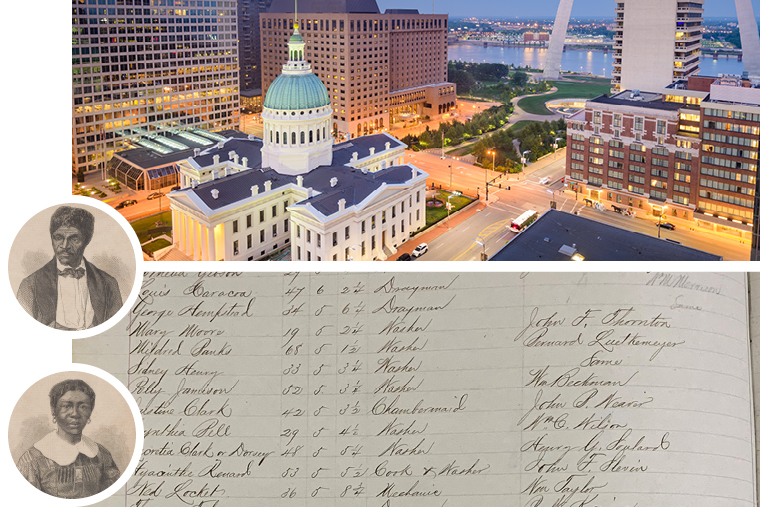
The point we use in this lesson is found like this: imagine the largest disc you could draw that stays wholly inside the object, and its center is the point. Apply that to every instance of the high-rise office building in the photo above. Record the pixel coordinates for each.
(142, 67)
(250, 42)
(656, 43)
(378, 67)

...

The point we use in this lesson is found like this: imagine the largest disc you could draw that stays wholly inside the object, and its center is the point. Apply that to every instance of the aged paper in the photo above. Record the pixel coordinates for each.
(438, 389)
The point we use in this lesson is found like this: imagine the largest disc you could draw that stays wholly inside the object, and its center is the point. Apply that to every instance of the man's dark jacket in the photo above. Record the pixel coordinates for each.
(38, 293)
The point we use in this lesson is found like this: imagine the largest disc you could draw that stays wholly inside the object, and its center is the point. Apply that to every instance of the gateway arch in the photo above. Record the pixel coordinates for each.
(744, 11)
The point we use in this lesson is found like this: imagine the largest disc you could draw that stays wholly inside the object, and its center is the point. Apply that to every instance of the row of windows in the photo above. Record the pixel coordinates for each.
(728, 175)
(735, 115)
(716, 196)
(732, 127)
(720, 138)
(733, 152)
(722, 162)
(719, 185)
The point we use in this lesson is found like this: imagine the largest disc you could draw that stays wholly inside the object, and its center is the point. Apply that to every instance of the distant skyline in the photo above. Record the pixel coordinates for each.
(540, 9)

§ TO DO
Collect every line of the data above that contains the string "draw", treating uppercase and lowercase as different. Copy each matching line in full.

§ WRITTEN REPLY
The point we use in this lesson is found like this: imagine the largest disc you could draw that stays wholly inside the object, and its center is the point. Apply that to every instance of the high-rise office building in the photo above. Record the pixel coordinates for each.
The point we use in this lesson is found like this: imagine the largest disc you could draw that stays wholly inside the object, and its center is the point. Apply that to every instance of the aged paper in the photo above. Record the pixel coordinates for each.
The point we use in this lesson is found like this: imagine the largest disc you could draw that stays wholly inside the object, and its center is the point. Apply that to every instance of the man's dark jacket in the photo above. Record the pixel coordinates for each.
The point we use in this lesson is found like this: imagine the largest disc you could draw that stays wholly inside the object, and its center is the point. Apply that to every instance of the gateway arch in the photo above. Record the pixel coordinates for each.
The point we use in this lesson is found like this: imagine the largest disc you could draw that stays wholly inside the object, and its center is the point. Apply that to every instance of the row of windows in the photo above. Record the pixel coordinates for each.
The point we use in this lesson is found like this: imagine the largest disc you could draw that stays wholly inside the object, and its center is the point. Apply that to every instance of the distant skyline in the photo above. Record the pixel coordinates for each.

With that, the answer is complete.